• [TEXT PROVIDED]
━━━━━━━━━━━━━━━━

Introduction to Christianity Connected

Date added: 16/07/2020



1.1.   Purpose of the Study


The purpose of this study is to answer the question: can this private correspondence offer significant insights and stimulation for mission theology at the beginning of the twenty-first century, particularly concerning the relationships of Christians to people of other faiths?

            The study introduces into the public domain a unique, private, family correspondence and reflects on the issues raised in it. Max Warren was both one of the most influential missiologists of the twentieth century and also one of the strategic evangelical leaders of the Anglican Communion. As General Secretary of the largest anglican mission agency, the Church Missionary Society[1], for twenty one years he prepared the Society for the imminent demise of the British Empire and assisted Geoffrey Fisher, Archbishop of Canterbury, in devolving power to the new autonomous Provinces of the Communion.[2] Roger Hooker, Warren’s son-in-law, had an extraordinary gift of friendship across cultures and faiths which integrated engagingly with his probing theological mind. Exciting explorations in the faiths occurred while serving at a theological college in North India and studying Sanskrit at the Sanskrit University at Benares.[3] Warren died in 1977 and Hooker in 1999.

            A study of their detailed, informal, regular, familial correspondence, in which they narrated events and exchanged ideas with great candour while Warren was at Westminster Abbey and in retirement and Hooker was a CMS missionary in India, may have much to offer the renewal of the missionary movement throughout the world.

━━━━━━━━━━━━━━━━

• [COLLECTED MATERIAL]
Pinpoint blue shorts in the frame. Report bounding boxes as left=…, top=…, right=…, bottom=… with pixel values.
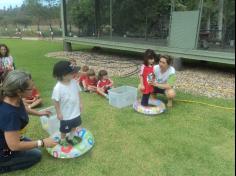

━━━━━━━━━━━━━━━━

• [WORK TO DO]
[A] Print the passage of the study introduction from "A study of their" to "throughout the world.".
[B] Write what follows the last sentence of the study introduction, going on from the point where it stops.
The lines that come after the study introduction are separate material.

• [ANSWERS PROVIDED]
[A]
A study of their detailed, informal, regular, familial correspondence, in which they narrated events and exchanged ideas with great candour while Warren was at Westminster Abbey and in retirement and Hooker was a CMS missionary in India, may have much to offer the renewal of the missionary movement throughout the world.

[B]
            One of the central themes of their correspondence concerns the relationships of Christians to people of other faiths. Much is being published that suggests that this is a completely new issue, whereas it is, in fact, as old as Abraham and Melchizedek. Little is being written that combines grass roots experience of inter-faith friendships with acute theological acumen: this is exactly what is to be found in this correspondence. This study aims (1) to provide an annotated, selected edition of their letters, (2) to interpret the explorations of Warren and Hooker, and (3) to engage with some of the issues thus raised.


1.2.    Structure of the Study


The six chapters attempt to introduce, interpret and comment on the letters of Warren and Hooker. Then, after a short discussion on how their theology of mission emerges, there follows the texts of their letters. It was decided to use this order (i.e. introduction in advance rather than comment afterwards) so that contextual orientation would be effective and ‘tools of discovery’ for reading the texts carefully could be suggested.

Warren is the major figure in this study. His seniority in this partnership, his initiative in setting up the correspondence, his stature as a leader of the evangelical movement in Anglicanism, his extraordinarily varied publications and international influence combine to suggest that this should be the case. Therefore more space has been devoted to him than to Hooker both in the structure of the extended essay and in the selected letters. Hooker, however, was not just a mirror, or sounding board, for Warren but, as will become manifest, a significant theologian in his own right.

In chapters two and three there are particular sections on Warren first and then on Hooker, with comparisons in the conclusion. In chapters four and five this shape is adjusted to be more integrative, for their theology of mission and theology of religion showed remarkable agreement. Warren and Hooker are therefore both considered, often in dialogue, within sections. This structure means that the presentation of their interactions does not have to be postponed to the concluding sections of those chapters. Rather than specifically comparing their thought all the time within chapters four and five, most of the comparisons are reserved for the concluding chapter, six.

Chapter Two provides the biographical contextof Warren and Hooker, since the ‘personal’ has priority in their theological reflection: they considered relations of ‘friendship’ (rather than abstract theory) as the key to mission and its understanding. It considers the lives of these extraordinary people, their characters and significance, the backgrounds which shaped their responses and how they related to each other.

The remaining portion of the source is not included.